> _TAREFAS A REALIZAR_:
a: Responda com base no texto selecionado:
(i) Em quais localidades funcionários denunciaram ser obrigados a mostrar seus celulares ao entrar e sair do trabalho?
(ii) Qual partido denunciou publicamente ameaças a empregados públicos?
(iii) Segundo a REDESCA, as condições ligadas à filiação, à militância ou a opiniões políticas são contrárias aos princípios de igualdade e não discriminação em relação a quais direitos?
b: Dê continuidade ao texto sobre a situação na Nicarágua a partir do ponto em que ele termina.

> _TEXTO SELECIONADO_:
Da mesma forma, em Madriz e Estelí, funcionários do Ministério da Saúde, Educação e do Poder Judiciário denunciaram, em abril passado, que alguns sindicalistas alinhados com o Governo os estariam obrigando a mostrarem seus celulares todos os dias ao ingressarem e saírem do trabalho para que fossem revisados os seus contatos, conversas e mensagens em redes sociais, serviços de mensagens instantâneas e seus correios eletrônicos pessoais, além de manter vigilância nas casas das e dos trabalhadores. Por outro lado, o Partido Indígena Yátama denunciou publicamente que empregados públicos teriam sido ameaçados, requerendo-se a entrega de listas de familiares sob a ameaça de demissões, frente aos comícios regionais de março passado, para forçá-los a votar pelo partido oficial.
A REDESCA vê com preocupação que representantes do Estado estejam limitando o exercício do direito à saúde e do direito ao trabalho às pessoas que expressem opiniões distintas às do Governo de turno. Nesse sentido, recorda que é uma obrigação imediata do Estado respeitar e garantir o direito à igualdade e não discriminação no usufruir dos direitos econômicos, sociais, culturais e ambientais.
Para a REDESCA, a exigência de respaldar o governo de turno ou obter o carnê do partido oficial como condição para acessar ou manter um posto de trabalho, ou a limitação do acesso aos serviços de saúde por participar em protestos ou manifestações contra o Governo constituem ações discriminatórias por razões políticas que afetam o conteúdo básico de ditos direitos. Isto é, a existência de condições relacionadas à filiação, à militância ou a opiniões políticas, que estariam sendo requeridas pelo Estado da Nicarágua resultam contrárias aos princípios de igualdade e não discriminação em relação aos direitos ao trabalho e à saúde.

> _DADOS EXTRAÍDOS_:
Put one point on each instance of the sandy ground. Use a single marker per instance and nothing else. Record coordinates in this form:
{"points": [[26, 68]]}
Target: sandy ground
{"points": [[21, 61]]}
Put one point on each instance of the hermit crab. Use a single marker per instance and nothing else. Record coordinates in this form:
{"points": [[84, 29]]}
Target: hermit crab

> _RESPOSTAS POR TAREFA_:
a:
(i) Madriz e Estelí.
(ii) O Partido Indígena Yátama.
(iii) Aos direitos ao trabalho e à saúde.

b:
Nessa linha, recorda-se que a CIDH, no capítulo IV. B. do Relatório Anual 2018, concluiu que as restrições a esses direitos demarcam um padrão de repressão sistemática. Ressaltou-se, de modo específico, que "afim de manter uma estrutura estatal de absoluto controle do poder executivo, foi possível corroborar que serviços essenciais (como a atenção a emergências médicas), são privados em relação à afiliação política da pessoa afetada. Do mesmo modo, não é permitido que profissionais da saúde possam exercer livremente sua profissão, estando seu trabalho limitado por razões políticas." Em tal sentido, a Relatora Especial sobre DESCA, Soledad García Muñoz, fez notar que "a persistência até o presente das referidas práticas são uma evidência preocupante de um padrão discriminatório generalizado e sistemático que afeta gravemente a vigência do direito à saúde e do direito ao trabalho na Nicarágua".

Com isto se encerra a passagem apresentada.